Texto del documento -
Con dificultades históricas para galvanizar a un electorado sus talentos fueron siempre los del corredor de fondo. Protagonista de una carrera paralela, de conseguir optar a la presidencia de los EE UU, prolongada durante un cuarto de siglo. Antes de 2020, su última y más decisiva oportunidad, ya había intentado dos veces ser el candidato demócrata. El testigo incómodo del desastre electoral de Hillary Clinton en 2016, aceptaba la nominación el jueves 18 de agosto con un acto fiel a la tradición, altamente simbólico, mientras los representantes de los delegados de cada Estado hacían públicos los apoyos definitivos. Antes había vencido a Bernie Sanders, favorito durante los primeros compases de las primarias demócratas, luego de una carrera feroz, que no llegó a una conclusión hasta que los populistas y radicales del ala izquierda asumieron como inevitable el triunfo de lo que siempre consideraron puro establishment. Cuando Biden recibió la nominación estaba acompañado por su esposa Jill y por sus nietos y recibió las bendiciones de antiguos mitos como un anciano Jimmy Carter, ex presidente, 95 años, que lo cubrió de piropos. Igual que Bill Clinton, otro sureño, que cantó sus virtudes en lo que tuvo todo el aspecto de ser una ceremonia de auto celebración demócrata. El partido respiraba aliviado y ofrendaba el futuro a uno de los suyos. No a un aventurero woke ni a un independiente de posturas cercanas al socialismo democrático, sino a un liberal convencido, que viene surfeando la ola de la política desde que en el 72 venció en la carrera por el senado a un rival, el republicano Caleb Boggs, que hasta dos meses antes de las elecciones lo aventajaba por más de 30 puntos. Al final confiaban en sumar el apoyo de personajes tan dispares como el propio Sanders, Andrew Cuomo, Elizabeth Warren, Amy Klobuchar, Alexandria Ocasio-Cortez, Nancy Pelosi, Sally Yates, Pete Buttigieg, Beto O’Rourke, Andrew Yang, Cory Booker o Chuck Schumer... Todos unidos por la fe en lograr una gesta similar a la de Trump hace cuatro años, cuando logró aunar una coalición de intereses con no muchos nexos en común más allá de su empeño por derrotar al enemigo y el convencimiento de que el país necesitaba un golpe de timón de 180 grados. Biden, el niño con disfemia, que venció su tartamudez para dedicarse a un oficio en el que la oratoria resulta clave, había convertido en sortilegio la promesa de que si bien era el «candidato demócrata» también sería «un presidente estadounidense».

Tarea por hacer - En el texto sobre la nominación de Biden, ¿a qué rival republicano le ganó Biden en la carrera por el Senado en el 72? El listado viene de otra fuente.

Datos disponibles -
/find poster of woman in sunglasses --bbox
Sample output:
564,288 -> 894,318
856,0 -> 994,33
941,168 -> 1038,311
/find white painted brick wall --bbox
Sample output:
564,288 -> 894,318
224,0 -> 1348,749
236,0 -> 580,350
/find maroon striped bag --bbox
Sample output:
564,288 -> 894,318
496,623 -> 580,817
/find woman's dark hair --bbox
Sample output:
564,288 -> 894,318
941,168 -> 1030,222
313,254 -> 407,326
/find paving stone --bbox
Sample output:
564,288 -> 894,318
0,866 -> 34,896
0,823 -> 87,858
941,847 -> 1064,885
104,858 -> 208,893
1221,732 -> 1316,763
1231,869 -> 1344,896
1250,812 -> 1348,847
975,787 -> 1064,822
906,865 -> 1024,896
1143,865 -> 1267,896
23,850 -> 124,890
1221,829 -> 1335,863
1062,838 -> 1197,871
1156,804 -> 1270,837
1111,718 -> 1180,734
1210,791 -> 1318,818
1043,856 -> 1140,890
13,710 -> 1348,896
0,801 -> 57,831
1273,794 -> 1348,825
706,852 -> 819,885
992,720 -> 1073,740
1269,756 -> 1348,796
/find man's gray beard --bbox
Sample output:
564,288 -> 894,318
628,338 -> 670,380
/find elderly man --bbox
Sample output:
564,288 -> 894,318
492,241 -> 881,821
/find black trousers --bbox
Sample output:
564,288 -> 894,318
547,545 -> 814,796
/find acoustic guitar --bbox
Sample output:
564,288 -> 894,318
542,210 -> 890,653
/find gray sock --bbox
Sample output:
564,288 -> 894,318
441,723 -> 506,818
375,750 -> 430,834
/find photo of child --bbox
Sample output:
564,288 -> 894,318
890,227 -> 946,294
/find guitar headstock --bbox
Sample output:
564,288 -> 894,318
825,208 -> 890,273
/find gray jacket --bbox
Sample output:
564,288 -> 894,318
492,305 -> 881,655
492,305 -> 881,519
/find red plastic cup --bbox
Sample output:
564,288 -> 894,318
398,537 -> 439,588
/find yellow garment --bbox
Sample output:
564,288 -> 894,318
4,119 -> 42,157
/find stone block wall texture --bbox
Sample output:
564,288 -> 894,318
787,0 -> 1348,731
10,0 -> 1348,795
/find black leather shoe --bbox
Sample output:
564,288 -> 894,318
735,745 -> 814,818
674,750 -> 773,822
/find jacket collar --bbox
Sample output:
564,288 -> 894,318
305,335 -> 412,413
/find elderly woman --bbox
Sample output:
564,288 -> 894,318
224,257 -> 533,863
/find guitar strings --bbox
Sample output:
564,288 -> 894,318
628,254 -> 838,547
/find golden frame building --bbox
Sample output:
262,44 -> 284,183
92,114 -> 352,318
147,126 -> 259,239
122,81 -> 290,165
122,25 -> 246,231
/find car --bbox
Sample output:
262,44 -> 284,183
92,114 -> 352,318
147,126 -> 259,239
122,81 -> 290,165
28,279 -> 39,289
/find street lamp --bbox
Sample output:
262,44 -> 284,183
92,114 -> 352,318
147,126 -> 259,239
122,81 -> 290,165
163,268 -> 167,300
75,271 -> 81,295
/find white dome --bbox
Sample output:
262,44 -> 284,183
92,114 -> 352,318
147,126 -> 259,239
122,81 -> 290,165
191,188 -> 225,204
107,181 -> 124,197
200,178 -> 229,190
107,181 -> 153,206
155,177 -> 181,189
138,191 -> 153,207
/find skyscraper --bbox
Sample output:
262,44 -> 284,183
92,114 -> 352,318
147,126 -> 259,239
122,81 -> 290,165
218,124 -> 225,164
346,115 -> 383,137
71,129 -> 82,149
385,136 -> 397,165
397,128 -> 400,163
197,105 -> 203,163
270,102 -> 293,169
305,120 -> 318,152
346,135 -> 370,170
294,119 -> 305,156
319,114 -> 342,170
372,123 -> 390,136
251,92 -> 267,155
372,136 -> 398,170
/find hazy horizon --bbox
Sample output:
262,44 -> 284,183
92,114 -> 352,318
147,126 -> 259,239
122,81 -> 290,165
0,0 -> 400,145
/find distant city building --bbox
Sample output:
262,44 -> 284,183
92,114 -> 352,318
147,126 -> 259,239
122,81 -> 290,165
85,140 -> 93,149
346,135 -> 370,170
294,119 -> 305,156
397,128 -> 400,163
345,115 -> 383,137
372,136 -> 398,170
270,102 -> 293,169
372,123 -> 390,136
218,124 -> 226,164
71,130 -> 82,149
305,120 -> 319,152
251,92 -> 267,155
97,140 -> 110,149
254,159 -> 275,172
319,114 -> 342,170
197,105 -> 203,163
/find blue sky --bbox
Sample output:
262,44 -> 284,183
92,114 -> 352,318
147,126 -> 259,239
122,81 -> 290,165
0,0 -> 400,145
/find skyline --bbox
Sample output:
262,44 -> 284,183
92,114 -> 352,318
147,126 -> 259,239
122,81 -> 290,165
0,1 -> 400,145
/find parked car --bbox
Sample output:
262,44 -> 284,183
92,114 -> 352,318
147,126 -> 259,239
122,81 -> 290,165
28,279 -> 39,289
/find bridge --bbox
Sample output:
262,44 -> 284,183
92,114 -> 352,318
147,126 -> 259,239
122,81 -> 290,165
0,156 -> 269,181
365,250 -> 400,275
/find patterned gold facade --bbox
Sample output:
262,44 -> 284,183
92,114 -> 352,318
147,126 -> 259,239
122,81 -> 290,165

Solución escrita - A Caleb Boggs.